> [Written task]: How many lines in the records below contain the string "trunk"? Reply with the number alone.

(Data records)
◆ ◆ ◆ ◆ ◆ ◆ ◆
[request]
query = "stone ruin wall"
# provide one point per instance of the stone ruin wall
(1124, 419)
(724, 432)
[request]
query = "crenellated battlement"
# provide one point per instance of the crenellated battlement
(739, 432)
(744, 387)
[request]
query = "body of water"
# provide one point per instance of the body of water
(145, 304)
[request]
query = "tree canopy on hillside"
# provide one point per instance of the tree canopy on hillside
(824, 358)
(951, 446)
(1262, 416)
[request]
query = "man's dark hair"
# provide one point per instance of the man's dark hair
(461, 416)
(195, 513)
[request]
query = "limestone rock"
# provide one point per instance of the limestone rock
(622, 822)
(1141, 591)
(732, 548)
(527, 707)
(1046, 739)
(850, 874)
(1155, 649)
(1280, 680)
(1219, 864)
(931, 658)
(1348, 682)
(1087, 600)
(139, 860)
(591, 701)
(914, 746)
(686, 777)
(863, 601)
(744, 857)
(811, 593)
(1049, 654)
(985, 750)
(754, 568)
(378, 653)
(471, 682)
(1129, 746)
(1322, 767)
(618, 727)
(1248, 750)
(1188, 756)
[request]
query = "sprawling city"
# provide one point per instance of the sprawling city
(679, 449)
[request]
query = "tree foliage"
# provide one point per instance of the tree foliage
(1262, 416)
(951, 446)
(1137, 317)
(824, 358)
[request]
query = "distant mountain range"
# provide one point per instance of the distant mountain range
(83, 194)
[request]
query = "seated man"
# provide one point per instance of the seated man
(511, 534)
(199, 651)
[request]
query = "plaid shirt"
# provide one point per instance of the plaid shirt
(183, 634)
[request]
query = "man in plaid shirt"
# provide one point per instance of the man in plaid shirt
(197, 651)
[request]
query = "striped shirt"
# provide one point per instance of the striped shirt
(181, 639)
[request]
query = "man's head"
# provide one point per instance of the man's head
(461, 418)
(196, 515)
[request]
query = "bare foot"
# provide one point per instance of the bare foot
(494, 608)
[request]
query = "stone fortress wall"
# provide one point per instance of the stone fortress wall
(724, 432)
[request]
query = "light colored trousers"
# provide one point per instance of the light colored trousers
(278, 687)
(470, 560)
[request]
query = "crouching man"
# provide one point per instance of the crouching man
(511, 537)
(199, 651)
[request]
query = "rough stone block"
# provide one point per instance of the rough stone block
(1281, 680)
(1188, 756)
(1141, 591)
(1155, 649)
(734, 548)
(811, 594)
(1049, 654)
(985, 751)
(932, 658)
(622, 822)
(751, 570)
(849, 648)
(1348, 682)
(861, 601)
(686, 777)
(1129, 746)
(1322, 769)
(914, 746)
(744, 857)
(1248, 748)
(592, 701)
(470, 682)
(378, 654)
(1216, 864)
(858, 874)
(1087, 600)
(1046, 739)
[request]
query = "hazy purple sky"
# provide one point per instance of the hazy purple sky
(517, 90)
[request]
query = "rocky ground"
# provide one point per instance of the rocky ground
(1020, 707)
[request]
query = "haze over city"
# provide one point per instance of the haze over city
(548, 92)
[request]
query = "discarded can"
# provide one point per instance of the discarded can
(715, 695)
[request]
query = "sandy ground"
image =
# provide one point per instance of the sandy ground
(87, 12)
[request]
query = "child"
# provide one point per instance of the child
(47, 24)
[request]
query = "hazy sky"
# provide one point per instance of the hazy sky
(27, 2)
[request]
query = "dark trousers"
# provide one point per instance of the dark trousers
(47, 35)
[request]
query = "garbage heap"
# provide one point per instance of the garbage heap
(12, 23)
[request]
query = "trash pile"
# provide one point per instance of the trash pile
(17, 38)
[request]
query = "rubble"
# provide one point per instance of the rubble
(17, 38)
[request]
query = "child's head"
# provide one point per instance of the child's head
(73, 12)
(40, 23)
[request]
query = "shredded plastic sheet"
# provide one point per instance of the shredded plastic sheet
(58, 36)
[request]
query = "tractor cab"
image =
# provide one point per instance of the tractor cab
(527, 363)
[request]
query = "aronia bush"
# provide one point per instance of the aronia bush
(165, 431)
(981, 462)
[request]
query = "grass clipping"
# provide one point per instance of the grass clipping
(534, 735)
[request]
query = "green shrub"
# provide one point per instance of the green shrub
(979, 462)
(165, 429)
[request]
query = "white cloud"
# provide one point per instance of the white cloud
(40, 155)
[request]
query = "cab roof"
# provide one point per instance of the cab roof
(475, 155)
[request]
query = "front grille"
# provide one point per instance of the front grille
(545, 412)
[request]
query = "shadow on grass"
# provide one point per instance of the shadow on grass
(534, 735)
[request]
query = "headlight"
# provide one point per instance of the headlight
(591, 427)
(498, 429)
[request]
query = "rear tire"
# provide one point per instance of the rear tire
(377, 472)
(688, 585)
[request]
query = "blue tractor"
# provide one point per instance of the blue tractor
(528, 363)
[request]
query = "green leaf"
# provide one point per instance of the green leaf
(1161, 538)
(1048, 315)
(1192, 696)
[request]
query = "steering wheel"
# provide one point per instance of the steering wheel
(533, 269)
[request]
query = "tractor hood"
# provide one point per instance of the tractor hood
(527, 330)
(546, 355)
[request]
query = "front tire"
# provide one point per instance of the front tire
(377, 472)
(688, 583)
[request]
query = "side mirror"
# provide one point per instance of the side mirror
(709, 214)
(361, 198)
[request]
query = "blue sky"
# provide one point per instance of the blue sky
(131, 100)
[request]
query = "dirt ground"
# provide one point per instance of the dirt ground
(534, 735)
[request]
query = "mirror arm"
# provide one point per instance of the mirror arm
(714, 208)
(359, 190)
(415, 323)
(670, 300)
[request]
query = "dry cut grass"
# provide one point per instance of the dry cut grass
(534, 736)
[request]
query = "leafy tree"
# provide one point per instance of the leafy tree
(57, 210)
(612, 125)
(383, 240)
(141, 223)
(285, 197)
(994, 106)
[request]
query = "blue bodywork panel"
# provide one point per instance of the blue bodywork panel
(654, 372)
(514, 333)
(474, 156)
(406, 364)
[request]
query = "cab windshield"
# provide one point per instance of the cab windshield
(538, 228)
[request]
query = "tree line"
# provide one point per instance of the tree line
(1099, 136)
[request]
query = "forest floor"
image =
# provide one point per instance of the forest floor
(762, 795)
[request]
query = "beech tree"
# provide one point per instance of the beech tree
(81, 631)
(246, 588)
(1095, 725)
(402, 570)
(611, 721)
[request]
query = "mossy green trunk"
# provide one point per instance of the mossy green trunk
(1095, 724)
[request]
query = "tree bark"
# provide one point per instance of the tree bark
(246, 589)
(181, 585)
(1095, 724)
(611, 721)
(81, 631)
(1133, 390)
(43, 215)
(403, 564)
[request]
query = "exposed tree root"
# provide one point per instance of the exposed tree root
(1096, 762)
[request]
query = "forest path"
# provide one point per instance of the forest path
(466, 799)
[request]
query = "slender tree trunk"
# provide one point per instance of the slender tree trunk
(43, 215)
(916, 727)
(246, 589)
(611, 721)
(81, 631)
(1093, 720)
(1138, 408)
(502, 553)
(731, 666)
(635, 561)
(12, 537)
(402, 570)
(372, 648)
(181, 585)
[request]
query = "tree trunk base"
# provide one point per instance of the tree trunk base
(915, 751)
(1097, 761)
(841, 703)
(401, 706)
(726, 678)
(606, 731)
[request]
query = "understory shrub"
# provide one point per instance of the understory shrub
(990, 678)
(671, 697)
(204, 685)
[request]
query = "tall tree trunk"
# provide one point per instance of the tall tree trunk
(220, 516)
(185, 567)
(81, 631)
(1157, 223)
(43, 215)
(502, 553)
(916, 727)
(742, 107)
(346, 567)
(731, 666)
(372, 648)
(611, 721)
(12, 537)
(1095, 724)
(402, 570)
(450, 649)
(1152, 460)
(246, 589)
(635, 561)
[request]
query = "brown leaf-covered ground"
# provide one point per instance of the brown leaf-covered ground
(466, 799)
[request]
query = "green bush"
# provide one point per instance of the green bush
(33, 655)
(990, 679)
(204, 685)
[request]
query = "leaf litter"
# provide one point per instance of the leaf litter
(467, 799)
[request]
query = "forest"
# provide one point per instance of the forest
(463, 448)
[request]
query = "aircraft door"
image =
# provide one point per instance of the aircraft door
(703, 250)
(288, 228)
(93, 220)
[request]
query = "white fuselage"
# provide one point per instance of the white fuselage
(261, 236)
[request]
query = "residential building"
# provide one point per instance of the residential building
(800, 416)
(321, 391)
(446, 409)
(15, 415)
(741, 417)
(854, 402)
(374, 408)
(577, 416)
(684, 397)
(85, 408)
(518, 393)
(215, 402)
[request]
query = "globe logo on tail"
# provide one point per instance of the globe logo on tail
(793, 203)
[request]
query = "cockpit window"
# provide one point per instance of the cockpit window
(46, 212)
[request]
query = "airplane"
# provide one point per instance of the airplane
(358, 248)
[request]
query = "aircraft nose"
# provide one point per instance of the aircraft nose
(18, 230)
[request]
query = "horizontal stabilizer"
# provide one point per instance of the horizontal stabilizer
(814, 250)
◆ ◆ ◆ ◆ ◆ ◆ ◆
> [The answer]: 8